▶ [WHAT IS NEEDED]: What is needed is a word-for-word copy of the listing below, without pictures.

▶ [SUPPLIED DATA]:
===============
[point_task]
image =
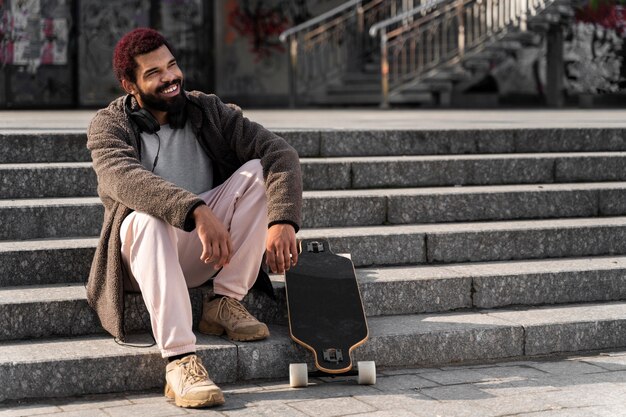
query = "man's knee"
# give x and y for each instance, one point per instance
(253, 168)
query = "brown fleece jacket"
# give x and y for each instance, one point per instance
(124, 185)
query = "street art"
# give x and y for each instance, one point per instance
(253, 59)
(34, 52)
(34, 34)
(593, 55)
(260, 24)
(592, 59)
(594, 52)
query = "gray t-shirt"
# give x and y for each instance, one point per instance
(182, 160)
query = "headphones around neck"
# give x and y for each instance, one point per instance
(146, 122)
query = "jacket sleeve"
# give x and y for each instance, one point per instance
(122, 178)
(280, 161)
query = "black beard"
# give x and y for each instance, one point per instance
(173, 105)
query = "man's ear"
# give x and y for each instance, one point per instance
(129, 86)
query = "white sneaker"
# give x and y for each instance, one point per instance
(188, 383)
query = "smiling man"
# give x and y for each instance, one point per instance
(192, 190)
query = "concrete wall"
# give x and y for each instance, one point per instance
(251, 62)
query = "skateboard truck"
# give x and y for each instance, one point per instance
(333, 355)
(315, 247)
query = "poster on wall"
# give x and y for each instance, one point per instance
(34, 53)
(33, 35)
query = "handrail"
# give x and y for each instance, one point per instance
(448, 32)
(429, 4)
(312, 22)
(324, 49)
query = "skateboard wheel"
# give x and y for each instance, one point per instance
(367, 372)
(298, 375)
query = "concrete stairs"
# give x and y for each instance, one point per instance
(450, 84)
(470, 246)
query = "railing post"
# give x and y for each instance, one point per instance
(489, 16)
(293, 70)
(461, 17)
(360, 37)
(384, 71)
(524, 16)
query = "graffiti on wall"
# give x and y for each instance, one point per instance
(593, 56)
(34, 52)
(253, 59)
(34, 33)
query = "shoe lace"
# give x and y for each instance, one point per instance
(230, 307)
(195, 371)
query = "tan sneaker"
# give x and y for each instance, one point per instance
(188, 384)
(227, 314)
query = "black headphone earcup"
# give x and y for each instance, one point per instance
(145, 121)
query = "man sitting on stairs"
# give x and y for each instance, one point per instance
(191, 190)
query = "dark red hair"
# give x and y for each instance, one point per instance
(136, 42)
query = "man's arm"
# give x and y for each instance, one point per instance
(283, 179)
(122, 178)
===============
▶ [SOLVED EXERCISE]:
[point_task]
image =
query = "man's knee"
# give x and y for each instance, one point per instance
(253, 168)
query = "brown fleece jacket"
# give x and y for each instance, one point per instance
(124, 185)
query = "street art"
# give x and y for each instance, one point per instance
(253, 59)
(34, 52)
(34, 34)
(593, 55)
(260, 24)
(592, 59)
(594, 52)
query = "gray t-shirt"
# give x and y for each instance, one point per instance
(182, 160)
query = "headphones around neck"
# give x and y for each instance, one point per instance
(146, 122)
query = "jacket sleeve"
# give x and y for each instance, one point per instance
(122, 178)
(280, 161)
query = "black beard"
# give x and y for each instance, one point per instance
(173, 105)
query = "man's ear"
# give x and y for each instance, one point per instance
(129, 86)
query = "white sneaker"
# give x and y for each instance, one point per instance
(188, 383)
query = "smiling man"
# give x and y for each instance, one point per instance
(192, 190)
query = "concrete wall"
# give x and y for each instance, one point per instance
(251, 62)
query = "skateboard truck"
# give x and y for each instance, one point per instance
(333, 355)
(315, 247)
query = "poster on wall"
# give x and y for each instance, one point per instance
(34, 53)
(33, 35)
query = "handrail"
# give x and y for each instance, one point per instance
(448, 32)
(429, 4)
(312, 22)
(324, 49)
query = "skateboard wheel"
# give x and y for each instance, one point per instance
(367, 372)
(298, 375)
query = "concrete stairs"
# give x and y for each instance, one point per instance
(450, 84)
(470, 246)
query = "railing post"
# give x and y for each instance, one point per instance
(489, 16)
(293, 70)
(461, 17)
(360, 37)
(384, 71)
(524, 16)
query = "graffiti on wall"
# give x and y for each instance, one point per instance
(593, 56)
(34, 52)
(253, 59)
(34, 33)
query = "shoe lace"
# give x and y for each instance, one point per instance
(230, 307)
(195, 371)
query = "tan sneaker"
# give x and y for each instance, one point per instance
(188, 384)
(227, 314)
query = "black headphone earcup"
# give x and y for each instance, one point per instance
(145, 121)
query = "man sitting on stairs"
# give x and y for each instance, one point per instance
(191, 190)
query = "dark red hair"
# give x and y for each instance, one point per instance
(136, 42)
query = "man's arm"
# give x and y for each instance, one point per instance
(283, 179)
(122, 178)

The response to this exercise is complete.